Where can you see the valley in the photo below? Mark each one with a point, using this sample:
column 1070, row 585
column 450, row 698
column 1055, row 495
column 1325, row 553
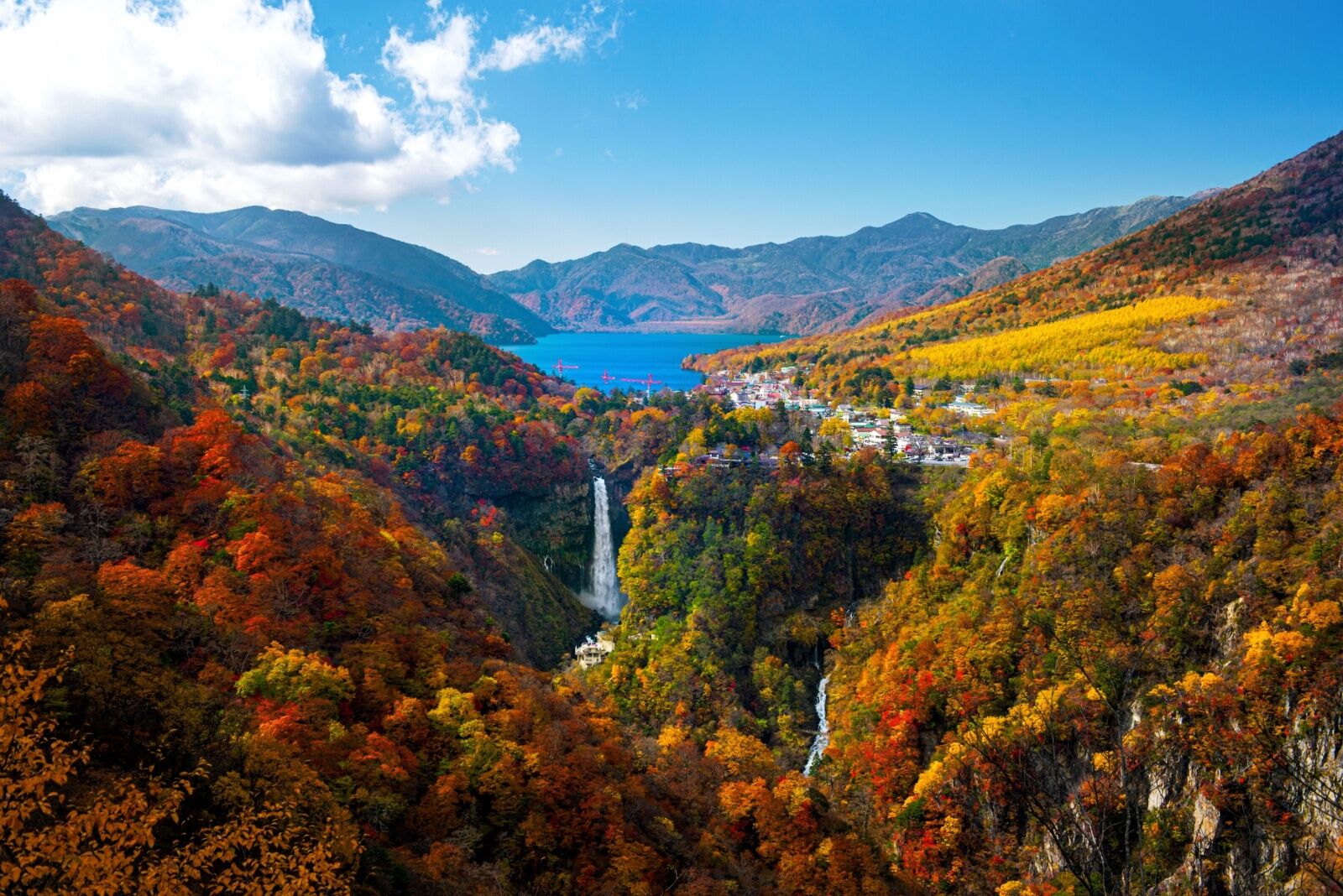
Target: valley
column 1032, row 591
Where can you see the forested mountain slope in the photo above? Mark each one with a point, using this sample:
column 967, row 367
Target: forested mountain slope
column 306, row 263
column 810, row 284
column 1115, row 669
column 265, row 611
column 1266, row 251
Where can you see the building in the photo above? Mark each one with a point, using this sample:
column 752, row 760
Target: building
column 594, row 651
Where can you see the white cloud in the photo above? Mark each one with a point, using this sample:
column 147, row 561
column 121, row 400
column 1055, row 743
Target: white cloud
column 635, row 101
column 215, row 103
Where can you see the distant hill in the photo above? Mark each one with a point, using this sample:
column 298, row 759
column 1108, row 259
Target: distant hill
column 812, row 284
column 306, row 262
column 1267, row 250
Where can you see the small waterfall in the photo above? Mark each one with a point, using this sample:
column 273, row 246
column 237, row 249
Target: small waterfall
column 823, row 741
column 604, row 595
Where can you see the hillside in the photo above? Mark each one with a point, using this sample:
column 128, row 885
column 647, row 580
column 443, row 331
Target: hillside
column 1266, row 248
column 274, row 617
column 810, row 284
column 306, row 263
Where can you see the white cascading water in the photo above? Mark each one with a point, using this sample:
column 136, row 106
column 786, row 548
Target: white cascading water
column 823, row 741
column 604, row 593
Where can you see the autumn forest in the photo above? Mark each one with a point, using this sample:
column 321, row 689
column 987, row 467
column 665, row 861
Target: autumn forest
column 289, row 605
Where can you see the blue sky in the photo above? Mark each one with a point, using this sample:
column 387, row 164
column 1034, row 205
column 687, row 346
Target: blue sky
column 767, row 121
column 738, row 122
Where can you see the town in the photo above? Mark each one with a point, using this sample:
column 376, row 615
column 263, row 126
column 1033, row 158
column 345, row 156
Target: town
column 857, row 427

-- -- --

* **What the exercise asks**: Lay out every line of the rows above as a JSON list of strings, one string per line, with blank lines skipped and the picture left out.

* **Exercise output**:
[
  "Where can you see the valley in the photo below? Mark each one with a point, using this sample:",
  "column 1070, row 585",
  "column 450, row 698",
  "column 1055, row 495",
  "column 1325, row 553",
  "Target: valley",
  "column 1032, row 591",
  "Where can you see the forested mountain slope in the photo above? Mark each one with a point, using this sample:",
  "column 967, row 367",
  "Target: forested mountain slope",
  "column 306, row 263",
  "column 810, row 284",
  "column 1115, row 669",
  "column 265, row 611",
  "column 1266, row 251",
  "Where can you see the building in the photo above? Mark each one with a point, using this sample:",
  "column 752, row 760",
  "Target: building",
  "column 594, row 651",
  "Where can you see the white cloud in the photo above? Mark each one with a point, using this sample:",
  "column 147, row 561",
  "column 121, row 400",
  "column 1055, row 743",
  "Target: white cloud",
  "column 635, row 101",
  "column 215, row 103",
  "Where can you see the distant hill in the photo above? Mark each one with a point, using this sample:",
  "column 298, row 759",
  "column 1108, row 259",
  "Target: distant hill",
  "column 812, row 284",
  "column 306, row 262",
  "column 1267, row 250",
  "Where can you see the small waterfall in the photo above? Mark each one with a point, using this sample:",
  "column 273, row 246",
  "column 237, row 249",
  "Target: small waterfall",
  "column 823, row 741",
  "column 604, row 595",
  "Where can you see the hillside in the photo above? Mark each one with a point, using this sample:",
  "column 128, row 885",
  "column 647, row 580",
  "column 443, row 331",
  "Target: hillside",
  "column 1266, row 248",
  "column 274, row 617",
  "column 810, row 284",
  "column 306, row 263",
  "Where can you see the white cascading water in the photo above? Mark each one with a point, using this sample:",
  "column 136, row 106",
  "column 786, row 548",
  "Target: white cascading water",
  "column 823, row 741",
  "column 604, row 593",
  "Where can you see the autumn forest in the photo above? Mark each one with a point, using this sample:",
  "column 321, row 689",
  "column 987, row 467",
  "column 665, row 861",
  "Target: autumn forest",
  "column 289, row 605",
  "Where can you see the blue sky in the photo above? Mark each one with a point, using this sample:",
  "column 387, row 164",
  "column 1034, row 205",
  "column 687, row 346",
  "Target: blue sky",
  "column 767, row 121",
  "column 738, row 122",
  "Where can you see the town in the photo above? Mark each one with a point, using this sample:",
  "column 376, row 615",
  "column 263, row 126",
  "column 1033, row 158",
  "column 345, row 156",
  "Target: town",
  "column 857, row 427"
]